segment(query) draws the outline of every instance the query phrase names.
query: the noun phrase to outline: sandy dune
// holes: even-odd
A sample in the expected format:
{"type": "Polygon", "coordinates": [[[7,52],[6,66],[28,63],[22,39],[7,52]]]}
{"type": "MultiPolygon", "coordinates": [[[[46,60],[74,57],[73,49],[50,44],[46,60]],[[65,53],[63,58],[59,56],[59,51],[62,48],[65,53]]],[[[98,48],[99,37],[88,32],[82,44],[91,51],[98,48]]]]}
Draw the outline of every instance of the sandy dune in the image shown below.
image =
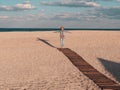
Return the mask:
{"type": "MultiPolygon", "coordinates": [[[[65,47],[120,81],[119,31],[70,31],[65,47]]],[[[56,48],[59,33],[1,32],[0,90],[99,90],[56,48]]]]}

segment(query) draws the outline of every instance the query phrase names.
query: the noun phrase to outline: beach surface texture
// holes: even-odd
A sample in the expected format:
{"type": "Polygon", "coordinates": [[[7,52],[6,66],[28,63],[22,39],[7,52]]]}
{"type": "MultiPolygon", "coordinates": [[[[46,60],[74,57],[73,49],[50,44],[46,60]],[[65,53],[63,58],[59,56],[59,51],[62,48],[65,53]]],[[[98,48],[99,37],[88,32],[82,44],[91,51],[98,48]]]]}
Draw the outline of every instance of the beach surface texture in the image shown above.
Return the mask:
{"type": "MultiPolygon", "coordinates": [[[[69,31],[65,48],[120,82],[119,31],[69,31]]],[[[0,32],[0,90],[100,90],[56,48],[59,33],[0,32]]]]}

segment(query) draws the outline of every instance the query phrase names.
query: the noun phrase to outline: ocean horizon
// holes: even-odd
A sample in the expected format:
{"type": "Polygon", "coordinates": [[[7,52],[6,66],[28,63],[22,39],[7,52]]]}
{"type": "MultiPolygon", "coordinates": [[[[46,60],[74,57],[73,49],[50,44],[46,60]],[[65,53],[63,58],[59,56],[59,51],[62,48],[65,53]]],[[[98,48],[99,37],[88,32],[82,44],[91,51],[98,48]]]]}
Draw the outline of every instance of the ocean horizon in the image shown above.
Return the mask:
{"type": "MultiPolygon", "coordinates": [[[[0,28],[0,32],[14,31],[56,31],[60,28],[0,28]]],[[[65,30],[100,30],[100,31],[120,31],[119,28],[65,28],[65,30]]]]}

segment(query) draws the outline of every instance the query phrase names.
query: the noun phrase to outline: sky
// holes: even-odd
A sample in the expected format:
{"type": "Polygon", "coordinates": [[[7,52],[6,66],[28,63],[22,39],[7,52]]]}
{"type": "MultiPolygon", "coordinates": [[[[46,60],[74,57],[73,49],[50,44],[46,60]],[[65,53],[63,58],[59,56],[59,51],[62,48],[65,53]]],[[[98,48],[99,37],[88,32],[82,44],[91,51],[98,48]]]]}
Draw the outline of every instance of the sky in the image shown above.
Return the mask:
{"type": "Polygon", "coordinates": [[[120,0],[0,0],[0,28],[120,28],[120,0]]]}

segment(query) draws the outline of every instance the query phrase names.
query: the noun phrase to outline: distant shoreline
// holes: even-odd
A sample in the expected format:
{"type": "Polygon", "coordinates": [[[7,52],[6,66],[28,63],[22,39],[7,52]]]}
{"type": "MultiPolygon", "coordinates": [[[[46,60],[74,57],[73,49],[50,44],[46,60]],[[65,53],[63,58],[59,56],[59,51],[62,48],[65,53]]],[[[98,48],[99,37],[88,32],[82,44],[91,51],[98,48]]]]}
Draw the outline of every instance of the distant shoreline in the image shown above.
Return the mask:
{"type": "MultiPolygon", "coordinates": [[[[14,32],[14,31],[56,31],[59,28],[0,28],[0,32],[14,32]]],[[[120,31],[116,28],[65,28],[65,30],[93,30],[93,31],[120,31]]]]}

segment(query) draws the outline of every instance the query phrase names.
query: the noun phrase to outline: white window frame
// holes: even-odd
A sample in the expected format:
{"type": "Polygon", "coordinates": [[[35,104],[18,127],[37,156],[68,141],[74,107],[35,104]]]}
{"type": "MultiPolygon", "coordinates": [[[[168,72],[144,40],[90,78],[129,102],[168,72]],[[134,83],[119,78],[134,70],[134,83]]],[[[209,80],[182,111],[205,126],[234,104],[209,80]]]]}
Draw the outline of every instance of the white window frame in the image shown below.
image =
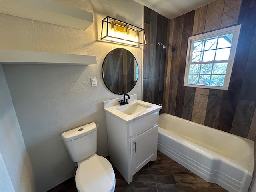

Written request >>
Can you pull out every line of the material above that contains the word "white"? Case counts.

Solution >>
query: the noun phrase to outline: white window frame
Draw the outline of every instance of the white window frame in the image shown below.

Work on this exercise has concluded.